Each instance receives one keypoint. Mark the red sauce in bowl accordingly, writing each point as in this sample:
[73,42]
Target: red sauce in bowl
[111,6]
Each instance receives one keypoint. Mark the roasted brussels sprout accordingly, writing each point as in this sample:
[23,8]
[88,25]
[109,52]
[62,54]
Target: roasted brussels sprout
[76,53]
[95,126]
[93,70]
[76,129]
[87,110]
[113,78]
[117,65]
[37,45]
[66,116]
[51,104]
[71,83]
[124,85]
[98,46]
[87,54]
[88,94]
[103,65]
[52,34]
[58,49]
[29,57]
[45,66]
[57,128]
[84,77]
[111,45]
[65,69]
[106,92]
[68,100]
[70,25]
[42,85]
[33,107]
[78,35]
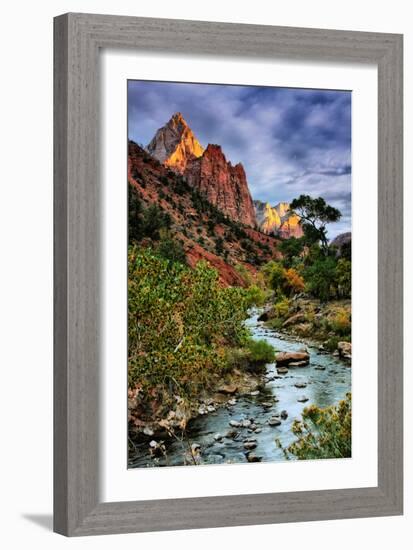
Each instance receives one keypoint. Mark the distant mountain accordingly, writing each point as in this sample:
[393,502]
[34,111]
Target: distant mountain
[204,231]
[341,241]
[224,185]
[277,220]
[174,144]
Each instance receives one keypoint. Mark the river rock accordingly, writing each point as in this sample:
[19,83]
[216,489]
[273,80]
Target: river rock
[235,423]
[267,314]
[284,358]
[274,421]
[282,370]
[156,448]
[228,389]
[203,409]
[344,350]
[294,319]
[252,457]
[298,364]
[302,399]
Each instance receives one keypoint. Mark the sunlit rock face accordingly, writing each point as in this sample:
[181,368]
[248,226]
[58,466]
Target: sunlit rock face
[174,144]
[223,184]
[278,220]
[290,226]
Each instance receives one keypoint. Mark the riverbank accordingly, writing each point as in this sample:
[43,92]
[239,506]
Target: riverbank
[244,425]
[311,321]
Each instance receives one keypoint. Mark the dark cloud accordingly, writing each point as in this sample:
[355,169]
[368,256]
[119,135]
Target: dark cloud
[289,140]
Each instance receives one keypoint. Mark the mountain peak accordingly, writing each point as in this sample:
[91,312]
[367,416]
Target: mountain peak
[175,143]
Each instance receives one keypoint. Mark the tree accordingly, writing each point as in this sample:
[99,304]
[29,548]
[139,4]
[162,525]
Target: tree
[315,214]
[343,277]
[291,249]
[170,248]
[219,245]
[321,278]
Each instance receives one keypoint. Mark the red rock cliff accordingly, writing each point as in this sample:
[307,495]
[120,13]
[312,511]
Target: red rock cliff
[224,185]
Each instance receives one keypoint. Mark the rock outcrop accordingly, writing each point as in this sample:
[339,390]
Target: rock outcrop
[174,144]
[341,242]
[223,184]
[278,220]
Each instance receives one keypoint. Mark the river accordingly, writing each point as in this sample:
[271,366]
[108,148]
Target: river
[327,380]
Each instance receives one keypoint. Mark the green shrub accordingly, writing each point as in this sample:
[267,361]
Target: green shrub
[282,307]
[260,353]
[343,277]
[341,322]
[255,296]
[180,321]
[321,278]
[323,433]
[171,249]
^^^^^^^^^^^^^^^^
*DIRECTIONS*. Output, unchanged, only the lines from the one that holds "Each instance receives one keypoint. Mark the red rock" through the last line of the material above.

*EXERCISE RESULT*.
Each instance receives one keypoint. Mark the red rock cliff accordingly, writing each point as in this sample:
[307,495]
[120,13]
[312,511]
Target: red rock cliff
[224,185]
Each instance receives one keypoint. Mark the rock outcrop accordingly, writing each point as in this sample:
[339,390]
Target: rock outcrop
[174,144]
[341,242]
[223,184]
[278,220]
Each instance receives one keypoint. Mark the river accordingly, writing each point as in this sample:
[271,366]
[108,148]
Target: river
[327,380]
Each instance receives one keypoint. Mark the green shrub accordingly, writing each point as in this sample:
[267,361]
Target: green shrub
[282,307]
[260,353]
[343,277]
[341,322]
[255,296]
[180,321]
[321,278]
[323,433]
[171,249]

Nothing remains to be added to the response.